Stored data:

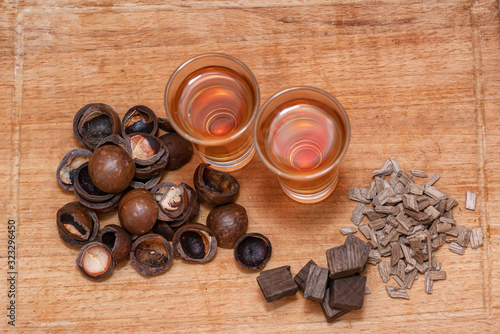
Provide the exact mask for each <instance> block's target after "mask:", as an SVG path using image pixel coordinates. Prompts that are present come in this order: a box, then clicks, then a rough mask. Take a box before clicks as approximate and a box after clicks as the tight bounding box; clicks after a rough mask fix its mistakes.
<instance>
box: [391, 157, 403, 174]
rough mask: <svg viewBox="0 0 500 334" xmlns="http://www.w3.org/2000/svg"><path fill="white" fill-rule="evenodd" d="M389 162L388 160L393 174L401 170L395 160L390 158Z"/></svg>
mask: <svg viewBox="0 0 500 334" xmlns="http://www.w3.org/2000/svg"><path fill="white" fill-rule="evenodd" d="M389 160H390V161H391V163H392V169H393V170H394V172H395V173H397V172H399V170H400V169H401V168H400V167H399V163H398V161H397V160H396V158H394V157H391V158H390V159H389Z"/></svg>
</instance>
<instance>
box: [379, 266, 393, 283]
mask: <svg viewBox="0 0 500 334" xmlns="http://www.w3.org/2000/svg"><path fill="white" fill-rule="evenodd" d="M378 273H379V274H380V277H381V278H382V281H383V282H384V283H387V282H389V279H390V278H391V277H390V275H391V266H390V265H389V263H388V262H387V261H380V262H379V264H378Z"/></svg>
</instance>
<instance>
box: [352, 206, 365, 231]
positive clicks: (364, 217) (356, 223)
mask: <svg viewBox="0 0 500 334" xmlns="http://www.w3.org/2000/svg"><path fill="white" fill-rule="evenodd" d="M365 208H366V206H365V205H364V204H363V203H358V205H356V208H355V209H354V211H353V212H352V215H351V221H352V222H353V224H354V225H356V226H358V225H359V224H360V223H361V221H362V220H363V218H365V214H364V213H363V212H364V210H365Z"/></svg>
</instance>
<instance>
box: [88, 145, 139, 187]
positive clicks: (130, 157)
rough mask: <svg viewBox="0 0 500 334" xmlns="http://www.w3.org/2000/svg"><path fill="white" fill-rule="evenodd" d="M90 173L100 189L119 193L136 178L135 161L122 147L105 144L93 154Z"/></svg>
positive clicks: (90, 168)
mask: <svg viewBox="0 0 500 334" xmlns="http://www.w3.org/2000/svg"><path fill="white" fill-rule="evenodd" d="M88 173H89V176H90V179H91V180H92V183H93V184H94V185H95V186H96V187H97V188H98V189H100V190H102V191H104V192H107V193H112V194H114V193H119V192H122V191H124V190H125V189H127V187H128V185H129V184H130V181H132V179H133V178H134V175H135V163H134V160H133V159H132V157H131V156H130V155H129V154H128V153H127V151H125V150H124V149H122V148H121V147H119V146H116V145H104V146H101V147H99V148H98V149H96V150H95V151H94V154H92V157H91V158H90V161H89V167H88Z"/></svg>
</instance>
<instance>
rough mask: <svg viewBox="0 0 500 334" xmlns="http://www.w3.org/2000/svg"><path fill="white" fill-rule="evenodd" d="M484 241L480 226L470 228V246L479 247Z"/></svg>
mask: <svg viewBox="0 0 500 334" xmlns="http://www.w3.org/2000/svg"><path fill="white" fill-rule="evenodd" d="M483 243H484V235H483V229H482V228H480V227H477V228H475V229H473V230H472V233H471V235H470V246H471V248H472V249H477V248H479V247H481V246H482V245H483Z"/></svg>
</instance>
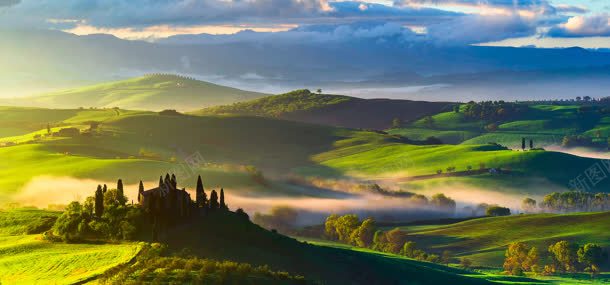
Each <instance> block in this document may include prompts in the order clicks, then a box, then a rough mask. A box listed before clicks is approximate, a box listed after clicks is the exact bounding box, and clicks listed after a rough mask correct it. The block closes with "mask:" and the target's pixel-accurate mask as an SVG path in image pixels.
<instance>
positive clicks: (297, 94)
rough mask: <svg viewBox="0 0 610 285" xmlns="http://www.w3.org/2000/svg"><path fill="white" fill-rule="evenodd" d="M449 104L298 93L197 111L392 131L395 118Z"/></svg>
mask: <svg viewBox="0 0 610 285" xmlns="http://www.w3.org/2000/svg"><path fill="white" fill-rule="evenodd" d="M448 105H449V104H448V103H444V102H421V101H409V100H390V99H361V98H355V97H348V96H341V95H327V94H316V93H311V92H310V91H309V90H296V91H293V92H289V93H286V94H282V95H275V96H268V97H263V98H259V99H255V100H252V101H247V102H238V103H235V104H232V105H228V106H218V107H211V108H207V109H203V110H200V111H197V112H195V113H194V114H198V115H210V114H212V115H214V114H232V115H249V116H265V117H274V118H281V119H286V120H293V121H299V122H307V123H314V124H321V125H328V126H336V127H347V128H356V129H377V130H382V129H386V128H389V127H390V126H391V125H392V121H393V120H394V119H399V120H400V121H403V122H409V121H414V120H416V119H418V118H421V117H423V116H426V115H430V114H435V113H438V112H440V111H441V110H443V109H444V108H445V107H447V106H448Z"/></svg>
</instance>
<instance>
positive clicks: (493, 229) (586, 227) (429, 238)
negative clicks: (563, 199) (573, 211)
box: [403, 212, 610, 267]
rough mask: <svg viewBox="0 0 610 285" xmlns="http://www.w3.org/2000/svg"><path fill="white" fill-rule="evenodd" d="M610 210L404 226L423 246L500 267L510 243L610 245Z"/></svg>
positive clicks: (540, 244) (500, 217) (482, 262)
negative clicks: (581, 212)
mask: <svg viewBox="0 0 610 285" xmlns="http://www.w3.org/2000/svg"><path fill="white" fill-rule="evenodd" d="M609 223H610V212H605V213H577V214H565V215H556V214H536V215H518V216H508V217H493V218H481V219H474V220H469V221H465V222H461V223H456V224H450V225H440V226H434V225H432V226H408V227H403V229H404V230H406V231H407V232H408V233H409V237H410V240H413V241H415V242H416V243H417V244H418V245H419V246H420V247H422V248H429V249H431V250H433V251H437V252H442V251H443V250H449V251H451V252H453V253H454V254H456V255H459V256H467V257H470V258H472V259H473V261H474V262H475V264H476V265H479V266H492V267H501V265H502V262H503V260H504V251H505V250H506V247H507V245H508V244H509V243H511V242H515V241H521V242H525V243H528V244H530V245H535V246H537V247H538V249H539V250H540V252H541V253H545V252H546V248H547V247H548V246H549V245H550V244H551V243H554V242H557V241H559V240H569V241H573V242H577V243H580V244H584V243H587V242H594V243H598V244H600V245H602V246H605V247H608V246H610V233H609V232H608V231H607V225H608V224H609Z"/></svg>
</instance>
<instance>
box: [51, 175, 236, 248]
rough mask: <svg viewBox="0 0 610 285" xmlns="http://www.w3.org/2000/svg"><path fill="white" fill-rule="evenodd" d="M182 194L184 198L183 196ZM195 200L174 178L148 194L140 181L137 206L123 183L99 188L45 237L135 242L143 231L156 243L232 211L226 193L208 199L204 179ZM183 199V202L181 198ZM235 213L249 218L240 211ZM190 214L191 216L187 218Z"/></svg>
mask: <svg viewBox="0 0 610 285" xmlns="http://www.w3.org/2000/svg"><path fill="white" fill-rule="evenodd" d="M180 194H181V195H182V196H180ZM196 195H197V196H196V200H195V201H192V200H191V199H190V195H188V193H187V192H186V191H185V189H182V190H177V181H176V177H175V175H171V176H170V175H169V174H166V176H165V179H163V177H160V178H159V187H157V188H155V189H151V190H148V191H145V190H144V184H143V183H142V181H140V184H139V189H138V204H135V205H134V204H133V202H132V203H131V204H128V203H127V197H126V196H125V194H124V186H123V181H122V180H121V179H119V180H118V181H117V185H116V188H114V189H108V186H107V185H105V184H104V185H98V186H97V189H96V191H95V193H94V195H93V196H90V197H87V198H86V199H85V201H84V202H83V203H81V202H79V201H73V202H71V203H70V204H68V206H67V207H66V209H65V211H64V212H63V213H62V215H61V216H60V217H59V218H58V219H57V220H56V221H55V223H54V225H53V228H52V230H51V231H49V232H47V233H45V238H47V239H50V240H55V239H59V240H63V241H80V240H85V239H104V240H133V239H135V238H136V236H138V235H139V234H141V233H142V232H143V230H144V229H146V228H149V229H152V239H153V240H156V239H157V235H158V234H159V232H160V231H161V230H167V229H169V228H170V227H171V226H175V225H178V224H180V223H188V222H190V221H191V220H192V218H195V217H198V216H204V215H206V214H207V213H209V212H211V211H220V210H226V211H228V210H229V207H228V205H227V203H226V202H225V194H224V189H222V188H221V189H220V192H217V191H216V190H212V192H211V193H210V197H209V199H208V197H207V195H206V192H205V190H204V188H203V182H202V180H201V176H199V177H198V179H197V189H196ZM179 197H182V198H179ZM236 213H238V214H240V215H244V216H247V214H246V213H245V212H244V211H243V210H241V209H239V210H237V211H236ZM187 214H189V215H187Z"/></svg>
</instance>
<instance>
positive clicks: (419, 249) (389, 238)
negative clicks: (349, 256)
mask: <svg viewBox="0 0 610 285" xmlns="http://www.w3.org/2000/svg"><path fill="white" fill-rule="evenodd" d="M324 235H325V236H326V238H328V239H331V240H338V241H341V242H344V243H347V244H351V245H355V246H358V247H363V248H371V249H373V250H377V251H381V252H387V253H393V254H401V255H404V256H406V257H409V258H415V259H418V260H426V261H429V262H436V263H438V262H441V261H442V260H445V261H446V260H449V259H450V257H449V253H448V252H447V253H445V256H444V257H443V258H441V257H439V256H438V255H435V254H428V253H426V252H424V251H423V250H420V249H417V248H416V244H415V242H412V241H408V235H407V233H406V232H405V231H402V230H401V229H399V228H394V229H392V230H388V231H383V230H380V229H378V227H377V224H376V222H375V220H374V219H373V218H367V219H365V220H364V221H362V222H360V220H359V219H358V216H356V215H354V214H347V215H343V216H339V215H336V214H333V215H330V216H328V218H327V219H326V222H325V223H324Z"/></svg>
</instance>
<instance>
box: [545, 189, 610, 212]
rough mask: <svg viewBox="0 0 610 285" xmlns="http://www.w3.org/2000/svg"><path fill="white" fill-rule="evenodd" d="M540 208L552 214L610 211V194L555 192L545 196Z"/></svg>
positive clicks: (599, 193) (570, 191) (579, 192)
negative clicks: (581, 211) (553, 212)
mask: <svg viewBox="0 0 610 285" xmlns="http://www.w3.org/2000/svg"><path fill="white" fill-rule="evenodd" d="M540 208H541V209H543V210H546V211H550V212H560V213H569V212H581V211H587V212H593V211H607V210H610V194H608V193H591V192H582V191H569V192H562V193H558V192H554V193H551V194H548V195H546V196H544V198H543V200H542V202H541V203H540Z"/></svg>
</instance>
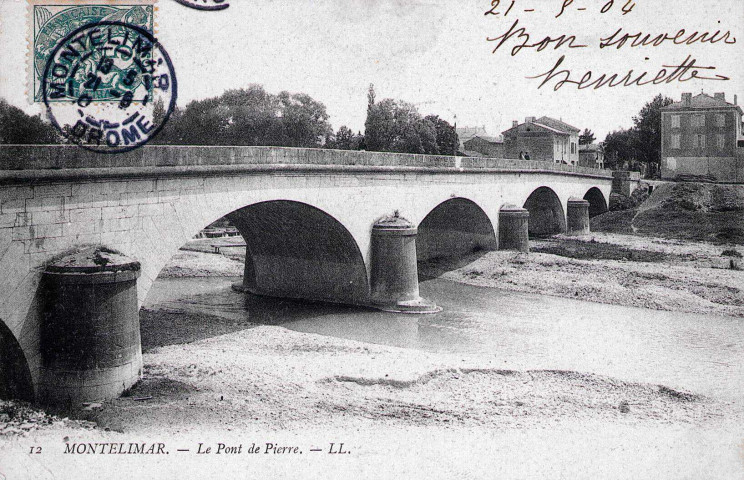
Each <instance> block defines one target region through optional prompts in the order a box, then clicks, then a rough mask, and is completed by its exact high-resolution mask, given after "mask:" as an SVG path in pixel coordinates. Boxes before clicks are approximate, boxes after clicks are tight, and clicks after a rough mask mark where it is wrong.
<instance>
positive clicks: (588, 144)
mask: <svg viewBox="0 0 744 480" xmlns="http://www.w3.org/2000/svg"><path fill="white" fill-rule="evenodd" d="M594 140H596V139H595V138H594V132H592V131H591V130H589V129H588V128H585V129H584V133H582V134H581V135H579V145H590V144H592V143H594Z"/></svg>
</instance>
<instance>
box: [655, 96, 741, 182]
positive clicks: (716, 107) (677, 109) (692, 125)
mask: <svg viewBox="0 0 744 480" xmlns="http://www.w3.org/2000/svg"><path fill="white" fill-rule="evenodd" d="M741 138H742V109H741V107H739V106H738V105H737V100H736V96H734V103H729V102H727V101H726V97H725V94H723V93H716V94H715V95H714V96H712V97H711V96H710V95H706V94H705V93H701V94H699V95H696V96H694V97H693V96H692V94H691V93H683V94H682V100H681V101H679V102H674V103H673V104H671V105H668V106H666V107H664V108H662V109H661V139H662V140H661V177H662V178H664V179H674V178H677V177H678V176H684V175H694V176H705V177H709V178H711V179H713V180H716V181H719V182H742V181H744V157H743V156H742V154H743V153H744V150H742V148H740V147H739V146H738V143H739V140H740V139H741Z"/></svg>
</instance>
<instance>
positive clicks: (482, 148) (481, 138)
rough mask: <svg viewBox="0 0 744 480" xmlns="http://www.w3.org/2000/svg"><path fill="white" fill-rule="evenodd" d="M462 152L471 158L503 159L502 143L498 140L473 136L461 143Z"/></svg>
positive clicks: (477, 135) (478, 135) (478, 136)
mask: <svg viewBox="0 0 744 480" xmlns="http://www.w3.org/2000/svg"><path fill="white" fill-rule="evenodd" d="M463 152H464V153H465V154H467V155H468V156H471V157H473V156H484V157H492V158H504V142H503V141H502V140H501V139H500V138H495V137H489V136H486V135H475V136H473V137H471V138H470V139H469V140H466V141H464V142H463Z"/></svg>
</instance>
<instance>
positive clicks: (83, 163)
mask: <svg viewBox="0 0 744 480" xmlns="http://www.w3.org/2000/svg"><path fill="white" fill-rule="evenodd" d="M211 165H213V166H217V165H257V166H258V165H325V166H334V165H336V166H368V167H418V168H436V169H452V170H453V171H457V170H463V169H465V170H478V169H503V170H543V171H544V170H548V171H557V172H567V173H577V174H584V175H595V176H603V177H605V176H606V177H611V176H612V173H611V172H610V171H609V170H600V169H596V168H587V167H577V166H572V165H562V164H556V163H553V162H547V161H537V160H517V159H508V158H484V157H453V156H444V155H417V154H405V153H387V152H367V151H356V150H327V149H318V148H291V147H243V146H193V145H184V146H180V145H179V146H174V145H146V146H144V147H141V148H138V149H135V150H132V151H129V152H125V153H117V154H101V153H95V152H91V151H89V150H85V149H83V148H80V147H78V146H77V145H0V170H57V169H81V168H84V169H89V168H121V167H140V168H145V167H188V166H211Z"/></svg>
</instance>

* WHAT IS NEEDED *
The lines of the records that contain the string "bounding" should be located and copied.

* SOLUTION FOR THIS PROBLEM *
Provide the exact mask for each <instance> block's target after "mask:", as an SVG path using image pixel coordinates. Prompts that are present come in this order: a box, then clicks, then a rough mask. Take a box before clicks as approximate and a box after clicks as the tight bounding box; clicks after a rough mask fix its mistakes.
Each <instance> block in this document may include prompts in the order clicks, then a box, then a rough mask. A box listed before clicks is approximate, a box listed after clicks is the exact bounding box, and clicks listed after a rough mask correct it. The block closes with "mask:" and the target's pixel-accurate mask as an SVG path in image pixels.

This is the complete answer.